Count every line in the entries that holds the word "spot". The reply is that count alone.

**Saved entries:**
BEGIN
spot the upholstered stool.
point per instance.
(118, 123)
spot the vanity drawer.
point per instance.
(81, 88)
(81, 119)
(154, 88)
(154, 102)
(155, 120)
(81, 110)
END
**EXERCISE SOLUTION:** 2